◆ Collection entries
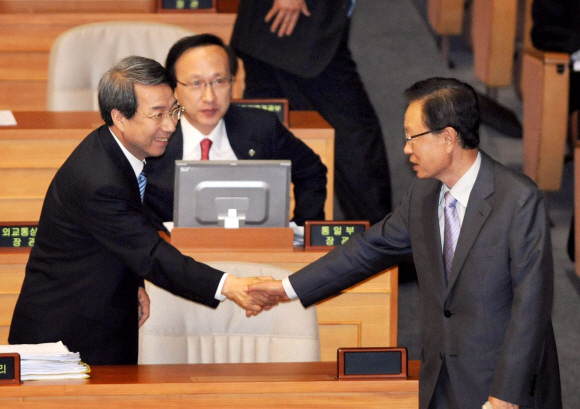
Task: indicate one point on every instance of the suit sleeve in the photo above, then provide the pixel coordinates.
(556, 25)
(532, 285)
(115, 221)
(308, 174)
(362, 256)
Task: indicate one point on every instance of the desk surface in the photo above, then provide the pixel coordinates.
(311, 384)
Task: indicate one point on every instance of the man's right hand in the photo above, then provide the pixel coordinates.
(274, 288)
(287, 13)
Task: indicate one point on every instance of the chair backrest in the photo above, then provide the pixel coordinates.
(181, 331)
(80, 56)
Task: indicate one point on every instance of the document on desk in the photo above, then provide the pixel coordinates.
(48, 361)
(7, 118)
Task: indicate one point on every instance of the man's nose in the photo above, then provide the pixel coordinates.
(168, 124)
(208, 93)
(407, 148)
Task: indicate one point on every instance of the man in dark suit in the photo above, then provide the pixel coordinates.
(202, 69)
(480, 240)
(298, 50)
(94, 245)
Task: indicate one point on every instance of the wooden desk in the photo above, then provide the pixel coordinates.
(289, 385)
(493, 33)
(32, 152)
(26, 39)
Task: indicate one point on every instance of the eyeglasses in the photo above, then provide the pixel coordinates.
(217, 84)
(410, 138)
(175, 115)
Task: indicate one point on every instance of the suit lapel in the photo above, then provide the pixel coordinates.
(126, 172)
(432, 232)
(174, 148)
(476, 214)
(241, 135)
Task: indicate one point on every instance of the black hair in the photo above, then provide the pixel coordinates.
(449, 102)
(200, 40)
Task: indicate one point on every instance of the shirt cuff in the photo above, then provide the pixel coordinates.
(218, 294)
(288, 288)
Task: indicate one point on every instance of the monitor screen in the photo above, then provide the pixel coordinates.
(213, 193)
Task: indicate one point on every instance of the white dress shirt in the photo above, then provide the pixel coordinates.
(460, 191)
(220, 148)
(137, 166)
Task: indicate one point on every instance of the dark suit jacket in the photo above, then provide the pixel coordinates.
(556, 25)
(310, 48)
(93, 248)
(247, 129)
(492, 321)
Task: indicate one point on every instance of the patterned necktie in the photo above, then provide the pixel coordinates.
(142, 180)
(205, 145)
(451, 232)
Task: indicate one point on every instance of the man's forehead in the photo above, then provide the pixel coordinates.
(154, 96)
(199, 60)
(414, 114)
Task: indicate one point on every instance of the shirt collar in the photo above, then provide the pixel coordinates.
(462, 189)
(192, 136)
(136, 164)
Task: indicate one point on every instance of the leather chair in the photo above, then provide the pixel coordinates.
(80, 56)
(180, 331)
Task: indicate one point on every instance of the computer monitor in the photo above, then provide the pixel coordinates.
(252, 193)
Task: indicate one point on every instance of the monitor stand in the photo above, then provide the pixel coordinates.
(221, 239)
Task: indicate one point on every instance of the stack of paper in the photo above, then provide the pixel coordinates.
(48, 361)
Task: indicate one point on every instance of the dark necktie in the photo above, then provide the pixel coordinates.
(142, 180)
(451, 232)
(205, 145)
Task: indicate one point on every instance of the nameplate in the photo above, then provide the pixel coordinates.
(17, 235)
(277, 106)
(176, 6)
(380, 363)
(326, 234)
(9, 369)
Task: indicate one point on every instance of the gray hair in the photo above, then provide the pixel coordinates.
(116, 87)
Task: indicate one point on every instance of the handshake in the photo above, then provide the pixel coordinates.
(254, 294)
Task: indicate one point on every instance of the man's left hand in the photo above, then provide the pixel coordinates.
(287, 13)
(144, 305)
(500, 404)
(236, 289)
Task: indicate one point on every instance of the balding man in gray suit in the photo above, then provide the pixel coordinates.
(480, 239)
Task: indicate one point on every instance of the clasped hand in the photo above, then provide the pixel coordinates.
(236, 289)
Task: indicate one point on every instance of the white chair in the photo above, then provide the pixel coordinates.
(80, 56)
(180, 331)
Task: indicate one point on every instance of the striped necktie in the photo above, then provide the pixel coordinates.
(142, 180)
(205, 145)
(451, 232)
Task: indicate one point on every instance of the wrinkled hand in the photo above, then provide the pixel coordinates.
(273, 288)
(236, 289)
(144, 305)
(287, 13)
(500, 404)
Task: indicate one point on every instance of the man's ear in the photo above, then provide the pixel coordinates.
(118, 119)
(450, 136)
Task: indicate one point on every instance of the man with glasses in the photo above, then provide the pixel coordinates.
(480, 239)
(94, 247)
(202, 69)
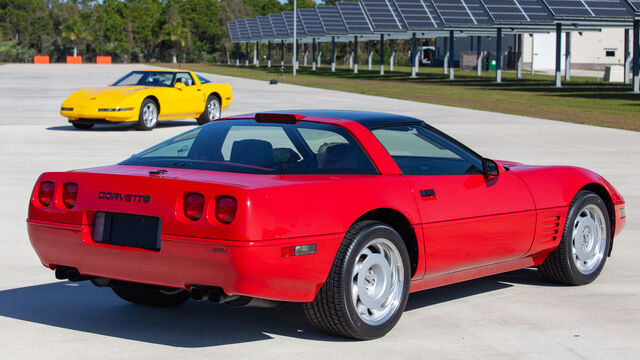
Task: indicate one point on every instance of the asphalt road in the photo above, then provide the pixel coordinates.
(514, 315)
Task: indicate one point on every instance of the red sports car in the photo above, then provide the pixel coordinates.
(344, 211)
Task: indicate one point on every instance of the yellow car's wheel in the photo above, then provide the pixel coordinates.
(212, 110)
(148, 117)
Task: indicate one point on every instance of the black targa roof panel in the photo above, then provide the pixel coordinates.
(311, 22)
(462, 12)
(354, 17)
(331, 20)
(382, 16)
(517, 10)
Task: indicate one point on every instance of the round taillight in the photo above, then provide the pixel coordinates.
(69, 194)
(226, 207)
(193, 206)
(45, 192)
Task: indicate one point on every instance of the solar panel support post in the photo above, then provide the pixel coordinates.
(627, 57)
(567, 57)
(499, 56)
(392, 54)
(381, 54)
(370, 60)
(445, 64)
(313, 54)
(246, 54)
(355, 54)
(256, 62)
(413, 57)
(558, 54)
(333, 54)
(451, 55)
(350, 55)
(282, 53)
(519, 38)
(636, 56)
(532, 52)
(479, 55)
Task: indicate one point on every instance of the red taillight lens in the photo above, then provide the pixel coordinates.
(193, 206)
(226, 207)
(69, 194)
(45, 193)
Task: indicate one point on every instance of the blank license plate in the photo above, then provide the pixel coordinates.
(138, 231)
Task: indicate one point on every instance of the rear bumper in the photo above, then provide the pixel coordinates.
(247, 268)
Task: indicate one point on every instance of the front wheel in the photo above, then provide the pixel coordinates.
(583, 249)
(211, 110)
(148, 117)
(151, 295)
(368, 285)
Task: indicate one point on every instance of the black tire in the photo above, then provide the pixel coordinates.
(333, 310)
(81, 126)
(560, 266)
(151, 295)
(207, 116)
(147, 108)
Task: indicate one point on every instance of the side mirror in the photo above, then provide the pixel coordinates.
(490, 168)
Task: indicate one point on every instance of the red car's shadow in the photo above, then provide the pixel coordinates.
(83, 307)
(123, 127)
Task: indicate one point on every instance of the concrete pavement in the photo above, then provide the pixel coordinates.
(514, 315)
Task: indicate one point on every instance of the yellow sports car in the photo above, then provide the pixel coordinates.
(146, 97)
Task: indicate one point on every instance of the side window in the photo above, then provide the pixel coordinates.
(184, 78)
(419, 151)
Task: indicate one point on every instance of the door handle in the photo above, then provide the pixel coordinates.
(428, 194)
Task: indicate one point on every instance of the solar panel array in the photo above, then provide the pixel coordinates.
(461, 12)
(517, 10)
(590, 8)
(254, 28)
(279, 27)
(243, 30)
(382, 16)
(369, 16)
(233, 31)
(265, 27)
(311, 22)
(331, 20)
(288, 19)
(418, 14)
(354, 17)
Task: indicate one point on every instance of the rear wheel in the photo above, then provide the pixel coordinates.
(585, 243)
(211, 110)
(81, 126)
(148, 117)
(151, 295)
(368, 285)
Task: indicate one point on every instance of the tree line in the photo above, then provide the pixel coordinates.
(126, 30)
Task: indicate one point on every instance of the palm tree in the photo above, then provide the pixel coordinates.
(75, 30)
(177, 35)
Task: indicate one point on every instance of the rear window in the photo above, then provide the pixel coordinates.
(246, 146)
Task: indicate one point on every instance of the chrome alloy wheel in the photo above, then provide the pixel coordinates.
(213, 110)
(589, 239)
(377, 281)
(149, 115)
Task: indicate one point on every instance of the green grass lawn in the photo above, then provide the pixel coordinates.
(583, 100)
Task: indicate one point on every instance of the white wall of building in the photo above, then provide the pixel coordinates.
(591, 50)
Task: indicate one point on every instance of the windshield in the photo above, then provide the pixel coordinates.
(247, 146)
(147, 78)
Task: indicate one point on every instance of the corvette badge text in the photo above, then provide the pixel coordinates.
(105, 195)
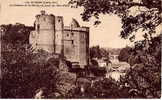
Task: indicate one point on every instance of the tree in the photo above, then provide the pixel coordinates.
(147, 18)
(124, 54)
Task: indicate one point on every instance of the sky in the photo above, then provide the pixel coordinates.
(105, 35)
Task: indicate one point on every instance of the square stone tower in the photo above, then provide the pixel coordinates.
(52, 36)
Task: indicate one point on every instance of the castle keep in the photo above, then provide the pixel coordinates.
(51, 35)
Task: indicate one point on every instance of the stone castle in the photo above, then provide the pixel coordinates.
(51, 35)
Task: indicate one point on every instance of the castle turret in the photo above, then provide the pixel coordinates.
(58, 33)
(44, 27)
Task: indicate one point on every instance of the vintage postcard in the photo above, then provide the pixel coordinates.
(80, 49)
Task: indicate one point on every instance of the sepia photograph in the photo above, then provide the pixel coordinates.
(80, 49)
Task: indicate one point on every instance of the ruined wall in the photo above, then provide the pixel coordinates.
(51, 35)
(76, 44)
(44, 28)
(58, 34)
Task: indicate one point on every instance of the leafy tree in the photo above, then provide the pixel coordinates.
(147, 18)
(17, 33)
(24, 72)
(97, 52)
(145, 72)
(124, 54)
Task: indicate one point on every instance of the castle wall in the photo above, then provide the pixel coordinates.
(44, 26)
(76, 45)
(71, 47)
(58, 34)
(52, 36)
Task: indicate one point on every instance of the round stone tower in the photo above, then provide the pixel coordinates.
(45, 29)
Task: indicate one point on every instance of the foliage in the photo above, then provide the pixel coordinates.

◆ INSTRUCTIONS TO FOLLOW
Set down, please, the lines from the line holding "Task: indicate one point on every instance of the ruined" through the final line of the data, exactly and with nothing added.

◆ WRITTEN RESPONSE
Task: indicate one point on every instance of the ruined wall in the photo above, then provide the pixel coordinates.
(51, 35)
(76, 44)
(44, 28)
(58, 34)
Task: indicate one point on every instance of the leafy tree in the photo above, then provide the pixel coordinates.
(147, 18)
(17, 33)
(24, 72)
(97, 52)
(145, 72)
(124, 54)
Task: indicate one point on every instance of the castle wall in the photo above, then provide the pixel coordinates.
(44, 26)
(76, 45)
(71, 47)
(58, 34)
(52, 36)
Task: indicate one point on every instance of the round stone tower in the photo above, then provide the pixel coordinates.
(45, 29)
Task: indicate one point on every instance of the foliage in the photo above, then provide the pixel coordinates.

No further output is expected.